Source extract:
The UNAIDS ’95-95-95’ target aims to ensure that 95% of people living with HIV are aware of their status, 95% of those diagnosed receive antiretroviral therapy, and 95% of those on treatment achieve viral suppression by 2030. Nepal’s National HIV Strategic Plan 2021-2026 outlines a fast track approach towards ending the AIDS epidemic as a public health by achieving the 95-95-95 targets by 2026. 

But with the lack of preventative support and robust screening services, experts are not so optimistic about Nepal’s HIV outcomes. 

The risk of exposure to HIV among sex workers and their clients brought about by the absence of essential services also increases the chances of exposure to pregnant women and the wider community. “If we continue on the same trajectory for another few months, we run the risk of rolling back our progress with HIV prevention,” cautions KC. “The government has not been serious enough to address this possibility.”

The lack of counselling and peer support has also led to a rise in violence and social stigmatisation in vulnerable communities, note experts. The absence of free treatment centres and clinics mean that sex workers have to seek sexual and reproductive healthcare at public and private institutions, where they are often subject to hostile and discriminatory rhetoric from service providers and fellow patients. Trans sex workers are subject to even more scrutiny, ridicule, vitriol, and bigotry.

What the task requires: Write out the passage on Nepal's HIV outlook word for word, starting at "The lack of counselling" and ending at "vitriol, and bigotry.".

[Stored data]
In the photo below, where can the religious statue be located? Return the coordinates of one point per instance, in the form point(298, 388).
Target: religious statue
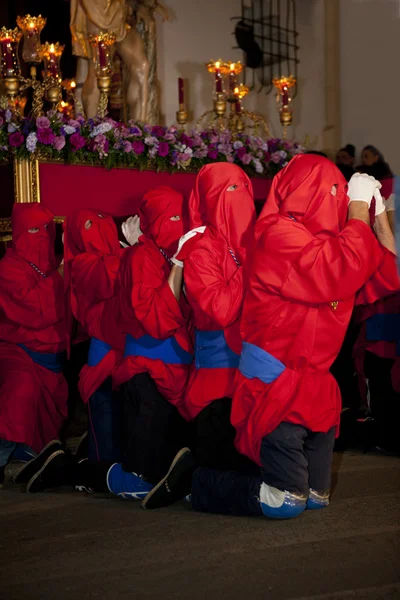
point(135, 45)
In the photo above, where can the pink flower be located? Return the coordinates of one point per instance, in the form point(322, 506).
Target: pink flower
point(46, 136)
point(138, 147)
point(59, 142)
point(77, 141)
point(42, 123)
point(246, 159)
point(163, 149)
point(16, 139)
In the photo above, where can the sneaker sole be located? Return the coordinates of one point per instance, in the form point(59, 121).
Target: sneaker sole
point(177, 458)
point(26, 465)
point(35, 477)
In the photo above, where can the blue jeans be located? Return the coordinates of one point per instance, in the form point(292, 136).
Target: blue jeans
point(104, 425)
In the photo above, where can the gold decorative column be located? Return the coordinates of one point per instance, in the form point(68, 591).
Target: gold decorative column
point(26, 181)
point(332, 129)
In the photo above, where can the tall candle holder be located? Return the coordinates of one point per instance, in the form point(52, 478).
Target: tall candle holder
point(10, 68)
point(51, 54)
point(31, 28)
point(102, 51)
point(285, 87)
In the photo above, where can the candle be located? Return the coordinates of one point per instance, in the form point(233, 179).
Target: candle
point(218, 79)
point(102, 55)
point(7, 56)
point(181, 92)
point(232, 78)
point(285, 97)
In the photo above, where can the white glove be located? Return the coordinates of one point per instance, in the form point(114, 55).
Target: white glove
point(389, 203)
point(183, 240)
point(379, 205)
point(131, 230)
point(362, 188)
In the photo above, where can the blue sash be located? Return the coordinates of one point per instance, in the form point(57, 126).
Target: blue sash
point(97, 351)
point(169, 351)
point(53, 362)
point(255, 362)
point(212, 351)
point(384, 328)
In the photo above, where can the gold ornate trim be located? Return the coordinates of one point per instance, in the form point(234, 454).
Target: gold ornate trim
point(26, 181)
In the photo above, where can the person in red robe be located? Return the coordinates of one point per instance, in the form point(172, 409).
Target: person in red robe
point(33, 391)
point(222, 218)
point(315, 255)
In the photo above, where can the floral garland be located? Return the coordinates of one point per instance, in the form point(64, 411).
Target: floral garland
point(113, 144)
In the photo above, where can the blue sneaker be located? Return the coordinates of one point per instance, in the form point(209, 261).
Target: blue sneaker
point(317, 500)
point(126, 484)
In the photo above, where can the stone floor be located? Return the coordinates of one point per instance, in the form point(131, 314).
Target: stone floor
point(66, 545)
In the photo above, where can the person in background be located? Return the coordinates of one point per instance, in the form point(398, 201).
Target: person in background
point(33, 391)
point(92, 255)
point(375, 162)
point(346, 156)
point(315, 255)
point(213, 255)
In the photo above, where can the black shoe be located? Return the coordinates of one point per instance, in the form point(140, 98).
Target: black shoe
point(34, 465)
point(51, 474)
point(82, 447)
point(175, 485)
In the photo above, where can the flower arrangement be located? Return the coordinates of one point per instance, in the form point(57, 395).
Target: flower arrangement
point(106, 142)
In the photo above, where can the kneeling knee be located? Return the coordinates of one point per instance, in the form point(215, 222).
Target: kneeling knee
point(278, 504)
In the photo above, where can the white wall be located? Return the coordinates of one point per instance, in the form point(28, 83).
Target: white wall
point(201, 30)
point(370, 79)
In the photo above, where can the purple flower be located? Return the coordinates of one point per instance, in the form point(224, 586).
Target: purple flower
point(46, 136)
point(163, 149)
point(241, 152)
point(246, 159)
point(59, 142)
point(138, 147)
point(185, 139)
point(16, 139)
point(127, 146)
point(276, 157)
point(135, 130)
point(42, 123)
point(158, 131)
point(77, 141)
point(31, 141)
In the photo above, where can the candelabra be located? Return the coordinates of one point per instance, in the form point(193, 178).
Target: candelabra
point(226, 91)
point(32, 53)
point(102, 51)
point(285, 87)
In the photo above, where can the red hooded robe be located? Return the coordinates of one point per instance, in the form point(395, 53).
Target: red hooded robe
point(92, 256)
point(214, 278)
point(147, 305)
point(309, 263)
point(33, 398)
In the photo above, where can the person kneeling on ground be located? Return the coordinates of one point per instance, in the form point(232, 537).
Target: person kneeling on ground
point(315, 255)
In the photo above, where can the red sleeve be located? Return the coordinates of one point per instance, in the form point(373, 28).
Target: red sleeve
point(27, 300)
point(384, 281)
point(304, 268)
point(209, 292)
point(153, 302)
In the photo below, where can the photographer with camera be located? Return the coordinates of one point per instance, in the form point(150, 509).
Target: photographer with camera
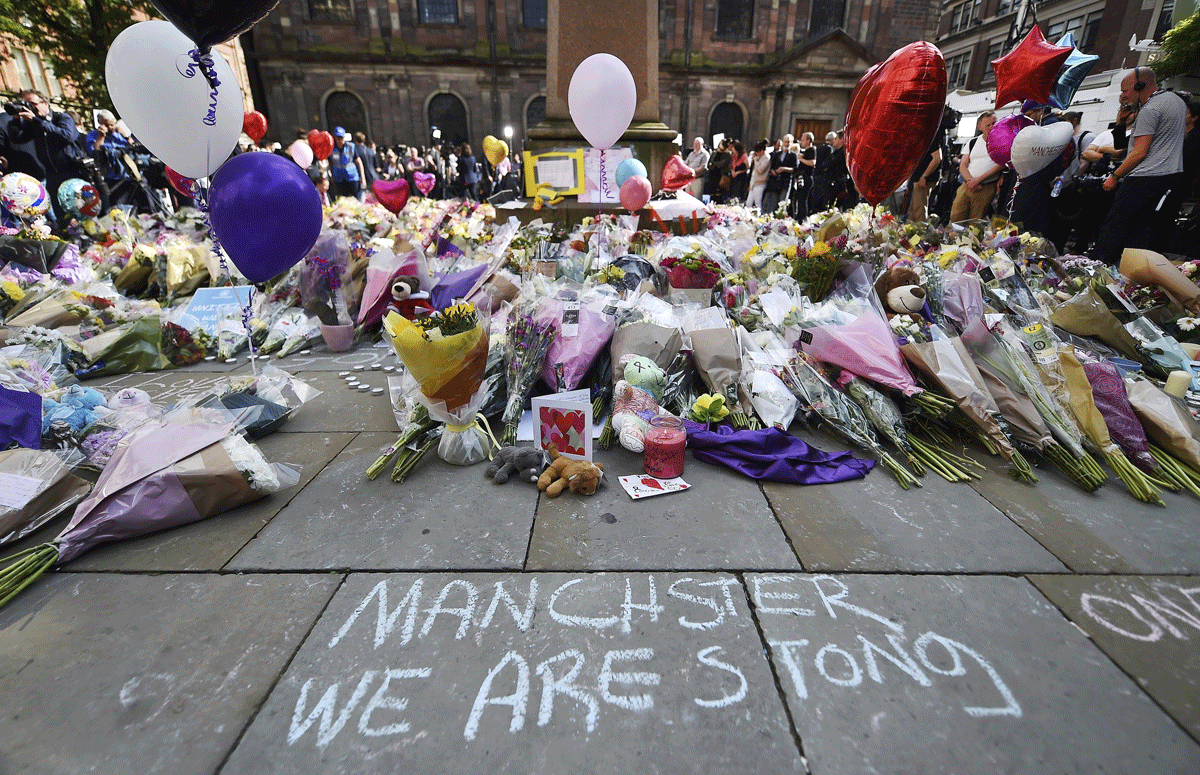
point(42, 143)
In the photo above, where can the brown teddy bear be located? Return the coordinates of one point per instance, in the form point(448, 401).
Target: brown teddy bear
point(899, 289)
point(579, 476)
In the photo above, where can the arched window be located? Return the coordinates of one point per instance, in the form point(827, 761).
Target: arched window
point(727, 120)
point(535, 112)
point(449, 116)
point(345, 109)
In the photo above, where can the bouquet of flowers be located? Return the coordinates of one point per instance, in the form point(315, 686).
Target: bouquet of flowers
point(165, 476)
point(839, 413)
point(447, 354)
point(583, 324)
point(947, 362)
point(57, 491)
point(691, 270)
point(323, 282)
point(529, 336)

Task solution:
The lack of counselling and peer support has also led to a rise in violence and social stigmatisation in vulnerable communities, note experts. The absence of free treatment centres and clinics mean that sex workers have to seek sexual and reproductive healthcare at public and private institutions, where they are often subject to hostile and discriminatory rhetoric from service providers and fellow patients. Trans sex workers are subject to even more scrutiny, ridicule, vitriol, and bigotry.